→ Instruction A
Return the passage of the QVC article word for word, from "Some stats worth" up to and including "derive from ecommerce.".
→ Instruction B
Using the QVC article, answer the following:
(i) What position does Alex Miller hold at QVC?
(ii) What percentage of QVC's sales derives from ecommerce?
(iii) How many distribution centers does QVC have?

→ Text to read
════════

QVC: How a media, retailing hybrid approaches digital transformation

Alex Miller, senior vice president of digital commerce at QVC, talks with ZDNet about pitching on multiple platforms and walking the line between being a media company and ecommerce player.

Is QVC a media company or a retailer going through a digital transformation? The answer: Probably a little of both.

That's one big takeaway from my chat with Alex Miller, senior vice president of digital commerce at QVC. QVC is either a media company that has figured out how to build a non-advertising based revenue stream or a retailer using media to differentiate from Amazon.

Some stats worth pondering from QVC's annual report:

  • 76 percent of new US customers made their first purchase through QVC.com including mobile.
  • QVC has $8.68 billion in annual revenue (2016).
  • And 52 percent of sales derive from ecommerce.
  • QVC has shipped more than 1.95 billion packages in the US since inception. QVC has nine distribution centers and seven call centers.
  • 91 percent of orders are shipped within two days of order placement.
  • QVC reaches 104 million television households in the US and has programming over the air in 93 markets and is available on Roku, QVC.com, and other platforms.
  • QVC reaches 137 million television households outside of the US.

════════

→ Dataset excerpts

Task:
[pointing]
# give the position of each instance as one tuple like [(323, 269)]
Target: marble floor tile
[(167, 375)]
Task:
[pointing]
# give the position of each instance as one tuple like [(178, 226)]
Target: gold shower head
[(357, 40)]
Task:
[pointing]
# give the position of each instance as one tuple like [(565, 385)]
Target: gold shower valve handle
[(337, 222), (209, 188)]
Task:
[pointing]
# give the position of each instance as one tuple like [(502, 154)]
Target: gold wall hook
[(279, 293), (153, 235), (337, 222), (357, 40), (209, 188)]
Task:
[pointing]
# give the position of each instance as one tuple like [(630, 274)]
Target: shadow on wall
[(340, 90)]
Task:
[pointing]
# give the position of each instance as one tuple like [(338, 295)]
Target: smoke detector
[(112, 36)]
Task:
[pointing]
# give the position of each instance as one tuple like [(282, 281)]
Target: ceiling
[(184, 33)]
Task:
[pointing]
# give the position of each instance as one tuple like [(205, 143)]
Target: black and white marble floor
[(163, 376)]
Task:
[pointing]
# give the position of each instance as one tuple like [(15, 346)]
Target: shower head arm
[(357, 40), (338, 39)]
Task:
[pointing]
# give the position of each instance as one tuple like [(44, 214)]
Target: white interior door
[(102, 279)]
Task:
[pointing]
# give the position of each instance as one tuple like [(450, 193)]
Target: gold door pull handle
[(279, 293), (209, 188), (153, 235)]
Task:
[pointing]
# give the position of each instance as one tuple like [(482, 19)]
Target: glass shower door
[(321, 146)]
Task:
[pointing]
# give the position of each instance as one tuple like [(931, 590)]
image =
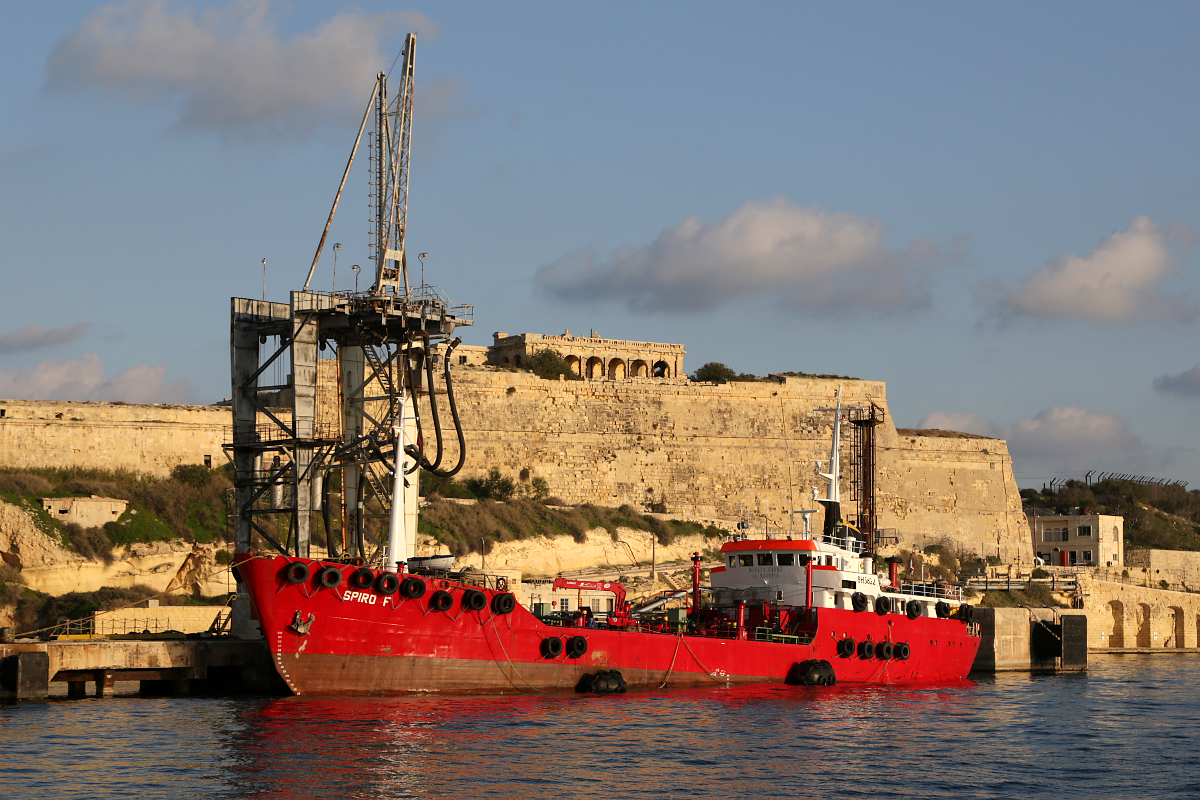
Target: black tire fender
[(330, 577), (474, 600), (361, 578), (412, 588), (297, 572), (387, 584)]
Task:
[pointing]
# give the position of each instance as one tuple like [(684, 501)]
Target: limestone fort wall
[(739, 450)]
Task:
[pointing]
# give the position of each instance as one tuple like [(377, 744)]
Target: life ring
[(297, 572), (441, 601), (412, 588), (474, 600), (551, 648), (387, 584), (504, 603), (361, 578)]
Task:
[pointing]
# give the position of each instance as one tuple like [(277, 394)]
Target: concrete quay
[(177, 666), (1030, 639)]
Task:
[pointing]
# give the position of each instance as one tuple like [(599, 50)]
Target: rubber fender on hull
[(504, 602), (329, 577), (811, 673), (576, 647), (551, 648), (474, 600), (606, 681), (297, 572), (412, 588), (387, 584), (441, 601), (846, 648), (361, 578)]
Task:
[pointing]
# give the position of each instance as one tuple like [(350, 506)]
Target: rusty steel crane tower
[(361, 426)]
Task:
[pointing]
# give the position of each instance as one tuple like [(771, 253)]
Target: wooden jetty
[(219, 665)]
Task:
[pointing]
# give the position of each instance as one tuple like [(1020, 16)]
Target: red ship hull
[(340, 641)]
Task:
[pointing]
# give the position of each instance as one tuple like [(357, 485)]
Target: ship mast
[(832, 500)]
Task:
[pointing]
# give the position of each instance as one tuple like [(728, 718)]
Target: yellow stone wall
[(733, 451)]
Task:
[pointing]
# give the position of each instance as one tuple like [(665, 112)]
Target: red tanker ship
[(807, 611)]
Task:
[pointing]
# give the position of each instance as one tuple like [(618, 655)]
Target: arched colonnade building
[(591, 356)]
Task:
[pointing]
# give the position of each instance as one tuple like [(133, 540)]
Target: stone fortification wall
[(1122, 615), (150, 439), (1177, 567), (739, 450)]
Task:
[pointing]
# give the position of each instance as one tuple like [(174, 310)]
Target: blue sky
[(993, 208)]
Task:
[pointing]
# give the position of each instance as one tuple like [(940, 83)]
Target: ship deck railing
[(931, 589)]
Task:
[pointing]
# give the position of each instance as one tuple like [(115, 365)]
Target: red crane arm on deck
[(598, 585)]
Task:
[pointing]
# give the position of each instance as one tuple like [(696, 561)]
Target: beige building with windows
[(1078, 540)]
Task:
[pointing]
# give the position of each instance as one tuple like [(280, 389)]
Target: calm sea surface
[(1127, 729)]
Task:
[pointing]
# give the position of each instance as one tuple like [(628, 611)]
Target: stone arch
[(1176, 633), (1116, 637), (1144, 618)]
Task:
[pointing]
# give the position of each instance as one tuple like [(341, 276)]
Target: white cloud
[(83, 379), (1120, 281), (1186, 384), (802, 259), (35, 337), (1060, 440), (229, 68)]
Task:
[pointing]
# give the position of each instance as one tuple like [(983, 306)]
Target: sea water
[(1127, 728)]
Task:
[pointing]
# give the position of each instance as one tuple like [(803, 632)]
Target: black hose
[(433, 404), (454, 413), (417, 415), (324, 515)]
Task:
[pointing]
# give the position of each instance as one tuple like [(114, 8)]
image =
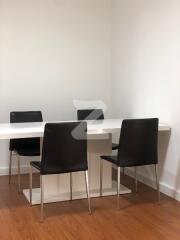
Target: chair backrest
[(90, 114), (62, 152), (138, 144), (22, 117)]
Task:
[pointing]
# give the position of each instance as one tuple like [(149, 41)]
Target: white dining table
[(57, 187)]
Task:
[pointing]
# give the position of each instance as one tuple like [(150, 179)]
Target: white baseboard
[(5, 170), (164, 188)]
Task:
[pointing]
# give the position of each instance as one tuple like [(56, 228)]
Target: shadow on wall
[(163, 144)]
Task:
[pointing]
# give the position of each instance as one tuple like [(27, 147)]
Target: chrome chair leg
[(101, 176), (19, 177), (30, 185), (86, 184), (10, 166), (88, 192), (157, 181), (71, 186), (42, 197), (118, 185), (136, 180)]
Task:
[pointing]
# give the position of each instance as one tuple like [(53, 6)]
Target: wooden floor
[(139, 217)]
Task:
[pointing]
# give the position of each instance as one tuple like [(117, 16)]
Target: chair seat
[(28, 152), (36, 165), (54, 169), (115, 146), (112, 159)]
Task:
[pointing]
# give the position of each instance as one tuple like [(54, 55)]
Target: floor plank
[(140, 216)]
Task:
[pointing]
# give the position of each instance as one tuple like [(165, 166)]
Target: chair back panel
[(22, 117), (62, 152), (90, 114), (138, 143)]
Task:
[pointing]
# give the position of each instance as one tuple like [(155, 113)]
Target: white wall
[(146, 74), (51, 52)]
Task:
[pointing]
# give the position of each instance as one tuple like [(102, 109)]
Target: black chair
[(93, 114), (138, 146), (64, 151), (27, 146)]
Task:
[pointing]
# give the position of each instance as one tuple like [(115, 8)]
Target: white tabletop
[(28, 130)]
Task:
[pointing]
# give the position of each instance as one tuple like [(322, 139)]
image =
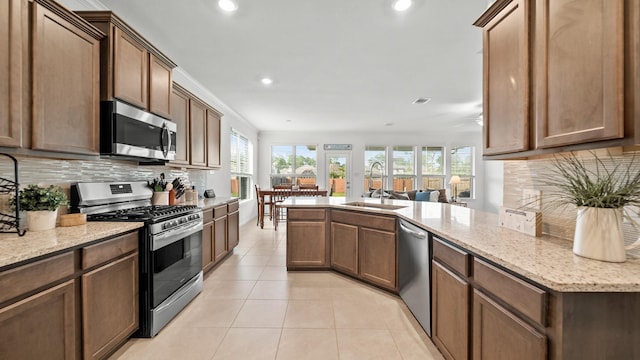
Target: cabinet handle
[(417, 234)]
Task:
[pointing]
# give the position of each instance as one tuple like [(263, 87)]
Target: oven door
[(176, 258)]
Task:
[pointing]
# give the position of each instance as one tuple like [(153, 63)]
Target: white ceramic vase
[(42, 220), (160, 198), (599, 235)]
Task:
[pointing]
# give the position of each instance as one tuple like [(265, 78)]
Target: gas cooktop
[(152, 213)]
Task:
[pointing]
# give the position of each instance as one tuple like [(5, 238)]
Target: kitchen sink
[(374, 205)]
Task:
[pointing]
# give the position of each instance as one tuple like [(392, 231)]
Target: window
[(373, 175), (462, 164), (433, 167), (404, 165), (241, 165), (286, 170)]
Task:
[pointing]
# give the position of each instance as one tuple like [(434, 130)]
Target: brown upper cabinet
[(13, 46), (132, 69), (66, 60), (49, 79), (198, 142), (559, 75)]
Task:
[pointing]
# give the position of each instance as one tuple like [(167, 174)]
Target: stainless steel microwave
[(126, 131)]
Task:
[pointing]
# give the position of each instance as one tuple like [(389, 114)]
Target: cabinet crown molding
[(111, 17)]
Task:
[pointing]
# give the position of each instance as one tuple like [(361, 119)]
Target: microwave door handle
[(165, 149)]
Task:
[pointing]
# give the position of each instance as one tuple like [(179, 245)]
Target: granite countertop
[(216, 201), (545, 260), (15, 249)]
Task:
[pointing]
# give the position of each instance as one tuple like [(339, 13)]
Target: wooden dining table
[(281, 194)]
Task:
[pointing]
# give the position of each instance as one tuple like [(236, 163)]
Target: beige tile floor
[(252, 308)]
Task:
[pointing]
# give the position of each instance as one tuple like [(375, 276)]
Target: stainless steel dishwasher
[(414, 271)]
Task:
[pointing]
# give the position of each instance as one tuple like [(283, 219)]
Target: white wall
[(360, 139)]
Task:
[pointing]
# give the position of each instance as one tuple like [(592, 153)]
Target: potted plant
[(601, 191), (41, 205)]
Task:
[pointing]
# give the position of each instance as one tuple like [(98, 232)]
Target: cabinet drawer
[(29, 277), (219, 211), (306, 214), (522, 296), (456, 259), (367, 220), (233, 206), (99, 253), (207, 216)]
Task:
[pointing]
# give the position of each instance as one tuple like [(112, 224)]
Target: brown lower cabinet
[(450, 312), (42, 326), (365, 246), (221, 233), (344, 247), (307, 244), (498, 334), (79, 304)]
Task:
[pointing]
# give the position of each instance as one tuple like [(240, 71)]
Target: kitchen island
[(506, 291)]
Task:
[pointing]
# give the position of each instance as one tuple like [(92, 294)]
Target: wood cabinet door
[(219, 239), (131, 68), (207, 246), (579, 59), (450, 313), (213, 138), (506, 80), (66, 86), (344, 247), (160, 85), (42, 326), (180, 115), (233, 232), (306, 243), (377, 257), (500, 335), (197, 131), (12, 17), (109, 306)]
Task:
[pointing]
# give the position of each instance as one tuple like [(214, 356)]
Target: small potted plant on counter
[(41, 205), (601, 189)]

════════

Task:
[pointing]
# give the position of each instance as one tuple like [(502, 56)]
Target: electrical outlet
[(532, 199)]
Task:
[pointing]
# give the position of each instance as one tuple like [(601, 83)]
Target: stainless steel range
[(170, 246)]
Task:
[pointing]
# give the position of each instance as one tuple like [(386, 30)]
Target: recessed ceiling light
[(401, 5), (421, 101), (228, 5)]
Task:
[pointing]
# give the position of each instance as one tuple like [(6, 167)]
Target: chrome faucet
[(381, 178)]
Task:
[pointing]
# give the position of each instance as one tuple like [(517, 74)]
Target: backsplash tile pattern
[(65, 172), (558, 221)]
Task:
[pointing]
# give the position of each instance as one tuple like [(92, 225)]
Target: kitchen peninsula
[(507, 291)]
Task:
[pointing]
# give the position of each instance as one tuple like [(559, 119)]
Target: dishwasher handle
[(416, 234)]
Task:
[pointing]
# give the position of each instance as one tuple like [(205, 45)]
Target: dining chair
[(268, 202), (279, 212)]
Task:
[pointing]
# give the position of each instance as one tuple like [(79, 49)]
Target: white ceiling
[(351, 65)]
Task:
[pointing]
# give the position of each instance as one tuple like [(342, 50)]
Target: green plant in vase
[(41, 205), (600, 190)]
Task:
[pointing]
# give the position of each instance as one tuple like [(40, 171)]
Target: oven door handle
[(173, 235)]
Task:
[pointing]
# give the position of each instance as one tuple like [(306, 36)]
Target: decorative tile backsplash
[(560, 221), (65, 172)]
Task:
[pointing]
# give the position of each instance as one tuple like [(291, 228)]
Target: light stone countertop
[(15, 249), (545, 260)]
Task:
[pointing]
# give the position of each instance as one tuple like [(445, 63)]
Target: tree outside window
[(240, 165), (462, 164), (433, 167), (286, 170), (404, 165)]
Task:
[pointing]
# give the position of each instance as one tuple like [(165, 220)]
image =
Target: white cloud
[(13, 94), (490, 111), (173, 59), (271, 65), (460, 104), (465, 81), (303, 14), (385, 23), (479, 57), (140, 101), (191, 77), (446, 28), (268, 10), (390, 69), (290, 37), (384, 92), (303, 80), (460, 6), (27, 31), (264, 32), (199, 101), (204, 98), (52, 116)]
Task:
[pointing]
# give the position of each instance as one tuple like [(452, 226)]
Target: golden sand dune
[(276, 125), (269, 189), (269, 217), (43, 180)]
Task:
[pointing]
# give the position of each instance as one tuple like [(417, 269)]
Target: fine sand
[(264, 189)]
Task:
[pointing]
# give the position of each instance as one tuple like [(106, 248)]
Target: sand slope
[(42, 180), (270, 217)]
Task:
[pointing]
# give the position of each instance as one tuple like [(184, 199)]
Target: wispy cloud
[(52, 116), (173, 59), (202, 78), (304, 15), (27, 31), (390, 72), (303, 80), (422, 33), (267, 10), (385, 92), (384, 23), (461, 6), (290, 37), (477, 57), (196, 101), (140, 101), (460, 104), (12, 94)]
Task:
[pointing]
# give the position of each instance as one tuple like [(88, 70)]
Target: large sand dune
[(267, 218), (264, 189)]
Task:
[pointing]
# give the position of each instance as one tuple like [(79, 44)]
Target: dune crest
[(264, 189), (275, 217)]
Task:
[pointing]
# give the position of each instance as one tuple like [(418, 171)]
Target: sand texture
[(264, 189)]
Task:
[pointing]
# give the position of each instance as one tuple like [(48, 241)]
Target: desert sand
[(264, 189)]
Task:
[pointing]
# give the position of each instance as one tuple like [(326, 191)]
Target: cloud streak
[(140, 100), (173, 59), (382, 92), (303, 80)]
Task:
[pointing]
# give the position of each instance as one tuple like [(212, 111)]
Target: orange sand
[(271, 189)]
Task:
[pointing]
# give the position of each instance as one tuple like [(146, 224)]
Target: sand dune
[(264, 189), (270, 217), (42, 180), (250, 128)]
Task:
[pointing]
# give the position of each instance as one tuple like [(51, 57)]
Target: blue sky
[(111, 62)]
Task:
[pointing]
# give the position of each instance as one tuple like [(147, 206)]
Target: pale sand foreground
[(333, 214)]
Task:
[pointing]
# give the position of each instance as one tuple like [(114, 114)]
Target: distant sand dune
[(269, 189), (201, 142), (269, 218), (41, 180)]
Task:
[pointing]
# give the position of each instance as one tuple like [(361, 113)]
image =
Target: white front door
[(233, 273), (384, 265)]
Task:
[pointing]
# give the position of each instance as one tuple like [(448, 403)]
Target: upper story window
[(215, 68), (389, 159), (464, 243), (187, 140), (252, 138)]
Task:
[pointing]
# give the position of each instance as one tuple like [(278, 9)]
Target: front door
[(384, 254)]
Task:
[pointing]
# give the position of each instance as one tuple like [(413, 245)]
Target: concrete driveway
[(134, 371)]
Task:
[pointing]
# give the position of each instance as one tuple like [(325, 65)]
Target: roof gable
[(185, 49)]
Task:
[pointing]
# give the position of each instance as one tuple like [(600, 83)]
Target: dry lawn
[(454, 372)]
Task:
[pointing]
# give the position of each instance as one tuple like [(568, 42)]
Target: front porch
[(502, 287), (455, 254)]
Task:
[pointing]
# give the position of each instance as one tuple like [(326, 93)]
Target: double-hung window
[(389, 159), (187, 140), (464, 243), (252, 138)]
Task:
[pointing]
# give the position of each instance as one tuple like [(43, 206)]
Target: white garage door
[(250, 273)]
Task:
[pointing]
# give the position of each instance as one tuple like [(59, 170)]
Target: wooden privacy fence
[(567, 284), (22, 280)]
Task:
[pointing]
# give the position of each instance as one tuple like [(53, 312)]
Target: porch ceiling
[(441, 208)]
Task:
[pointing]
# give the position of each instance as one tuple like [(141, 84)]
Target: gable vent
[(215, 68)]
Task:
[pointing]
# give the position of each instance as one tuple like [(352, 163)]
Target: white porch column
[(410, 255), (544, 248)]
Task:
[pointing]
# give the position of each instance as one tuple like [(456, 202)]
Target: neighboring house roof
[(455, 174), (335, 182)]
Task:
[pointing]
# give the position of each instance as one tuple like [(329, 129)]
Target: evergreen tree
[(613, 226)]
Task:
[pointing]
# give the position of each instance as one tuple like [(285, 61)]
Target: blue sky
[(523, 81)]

════════

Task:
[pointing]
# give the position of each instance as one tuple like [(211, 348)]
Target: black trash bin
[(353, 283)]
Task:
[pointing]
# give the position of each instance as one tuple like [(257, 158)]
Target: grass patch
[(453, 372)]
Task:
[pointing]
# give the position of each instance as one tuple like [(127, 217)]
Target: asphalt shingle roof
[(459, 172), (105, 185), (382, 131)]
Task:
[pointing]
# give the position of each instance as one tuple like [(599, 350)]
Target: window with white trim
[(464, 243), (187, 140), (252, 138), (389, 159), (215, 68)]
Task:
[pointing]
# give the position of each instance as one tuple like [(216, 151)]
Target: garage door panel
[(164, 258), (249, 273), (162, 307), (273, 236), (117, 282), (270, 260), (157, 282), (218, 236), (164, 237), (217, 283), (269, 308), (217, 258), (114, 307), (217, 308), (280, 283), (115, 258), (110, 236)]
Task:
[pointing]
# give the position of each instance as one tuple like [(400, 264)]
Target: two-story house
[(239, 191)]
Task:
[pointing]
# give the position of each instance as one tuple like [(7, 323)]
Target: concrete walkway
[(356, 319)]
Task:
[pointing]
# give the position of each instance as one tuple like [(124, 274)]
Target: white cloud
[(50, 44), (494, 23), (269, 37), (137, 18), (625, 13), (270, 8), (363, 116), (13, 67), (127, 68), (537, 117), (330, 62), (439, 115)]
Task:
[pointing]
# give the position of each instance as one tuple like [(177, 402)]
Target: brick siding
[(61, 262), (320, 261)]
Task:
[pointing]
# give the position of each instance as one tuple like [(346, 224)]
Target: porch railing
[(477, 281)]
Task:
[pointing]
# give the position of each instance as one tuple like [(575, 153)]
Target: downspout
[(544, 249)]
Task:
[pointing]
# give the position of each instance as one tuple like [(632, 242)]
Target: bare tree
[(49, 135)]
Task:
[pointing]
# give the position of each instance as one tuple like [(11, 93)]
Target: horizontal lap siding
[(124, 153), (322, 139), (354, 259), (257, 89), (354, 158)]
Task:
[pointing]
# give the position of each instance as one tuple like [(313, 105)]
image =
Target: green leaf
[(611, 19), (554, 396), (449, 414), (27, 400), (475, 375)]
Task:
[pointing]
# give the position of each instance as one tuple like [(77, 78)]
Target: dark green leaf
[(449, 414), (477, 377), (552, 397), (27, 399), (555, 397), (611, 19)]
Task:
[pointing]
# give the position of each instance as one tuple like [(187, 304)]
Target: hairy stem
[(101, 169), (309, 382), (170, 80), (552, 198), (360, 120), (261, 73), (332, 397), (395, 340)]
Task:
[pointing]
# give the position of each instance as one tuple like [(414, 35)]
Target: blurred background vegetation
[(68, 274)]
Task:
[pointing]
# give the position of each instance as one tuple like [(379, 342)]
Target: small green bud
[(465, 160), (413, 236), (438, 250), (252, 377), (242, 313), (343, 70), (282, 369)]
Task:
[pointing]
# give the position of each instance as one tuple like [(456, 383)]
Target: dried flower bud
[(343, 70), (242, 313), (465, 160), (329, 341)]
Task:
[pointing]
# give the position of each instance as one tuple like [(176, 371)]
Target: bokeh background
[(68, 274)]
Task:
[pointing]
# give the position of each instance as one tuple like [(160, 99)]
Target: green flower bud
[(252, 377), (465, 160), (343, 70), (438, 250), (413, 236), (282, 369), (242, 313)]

════════

→ Response A
Some stats worth pondering from QVC's annual report:

  • 76 percent of new US customers made their first purchase through QVC.com including mobile.
  • QVC has $8.68 billion in annual revenue (2016).
  • And 52 percent of sales derive from ecommerce.

→ Response B
(i) Senior vice president of digital commerce
(ii) 52 percent
(iii) Nine